*** PROVIDED RECORDS Section Begins ***

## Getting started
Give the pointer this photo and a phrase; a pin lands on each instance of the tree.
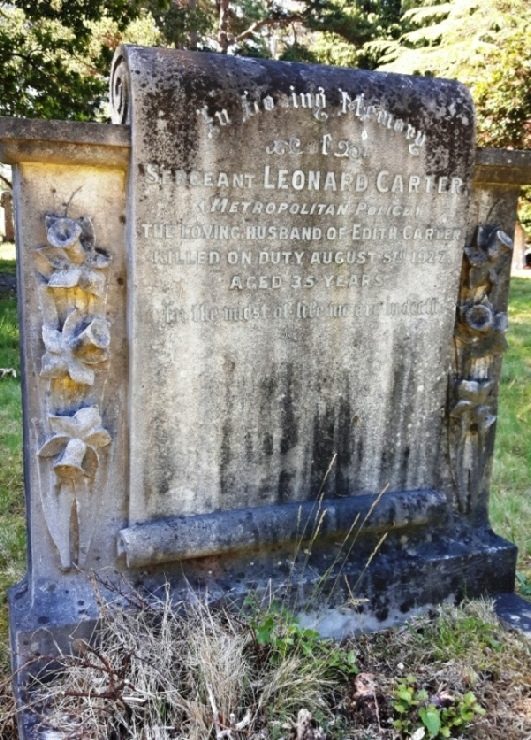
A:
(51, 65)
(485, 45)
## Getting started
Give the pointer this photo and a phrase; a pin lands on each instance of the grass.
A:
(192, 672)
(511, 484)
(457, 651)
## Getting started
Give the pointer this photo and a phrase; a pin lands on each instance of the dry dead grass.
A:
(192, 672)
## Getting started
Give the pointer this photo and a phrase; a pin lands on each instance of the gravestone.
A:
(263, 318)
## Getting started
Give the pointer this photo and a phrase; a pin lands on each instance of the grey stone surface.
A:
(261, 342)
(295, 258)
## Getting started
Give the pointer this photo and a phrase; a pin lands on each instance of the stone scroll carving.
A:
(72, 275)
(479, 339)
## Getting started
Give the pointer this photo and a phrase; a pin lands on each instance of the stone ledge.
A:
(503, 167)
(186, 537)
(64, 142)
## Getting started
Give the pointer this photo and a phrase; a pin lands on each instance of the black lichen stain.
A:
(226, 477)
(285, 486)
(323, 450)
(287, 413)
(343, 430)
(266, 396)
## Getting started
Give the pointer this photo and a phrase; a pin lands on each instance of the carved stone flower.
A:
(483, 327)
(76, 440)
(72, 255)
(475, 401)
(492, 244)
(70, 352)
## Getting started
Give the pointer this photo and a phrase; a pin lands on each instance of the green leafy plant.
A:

*** PROVIDED RECORDS Section Ends ***

*WHAT THE TASK ASKS:*
Retype the records exactly, but skip the pictures.

*SOLVED EXERCISE:*
## Getting started
Give the pointer this photo and a phrase; a pin lands on each instance of the tree.
A:
(51, 65)
(485, 45)
## Getting started
Give the pointer this photo and a phrase; a pin lands on each instance of the grass.
A:
(192, 672)
(511, 484)
(457, 651)
## Getting started
Give the pointer this photo and a phrase; a pin lands on each instance of the dry dead grass.
A:
(192, 672)
## Getting started
Give the pointer this photo and a phrase; a pin lands on each instance of the gravestone.
A:
(263, 318)
## Getting started
Give the pointer this photo and a phrase; a pin lands on each instance of the grey stone surface.
A:
(261, 342)
(295, 258)
## Getting started
Give the pointer this photo and a phrase; a pin lands on each instance of the stone scroll carving.
A:
(72, 275)
(479, 339)
## Getting started
Give the pointer this photo and a phrase; a pin lands on each instance of the stone ledge.
A:
(503, 167)
(186, 537)
(64, 142)
## Getting started
Give the pointer this photo and a phrase; a pin lands on each instance of the black lichen stain.
A:
(226, 477)
(285, 486)
(323, 450)
(287, 413)
(343, 430)
(266, 396)
## Getting started
Give the pointer this photo and a phrase; a pin lands on each instance of the carved stone flower.
A:
(483, 327)
(76, 440)
(72, 255)
(475, 401)
(492, 244)
(70, 352)
## Getting started
Give the pointer this photo and a phrase; a pin lands on each instance of the green leafy plant.
A:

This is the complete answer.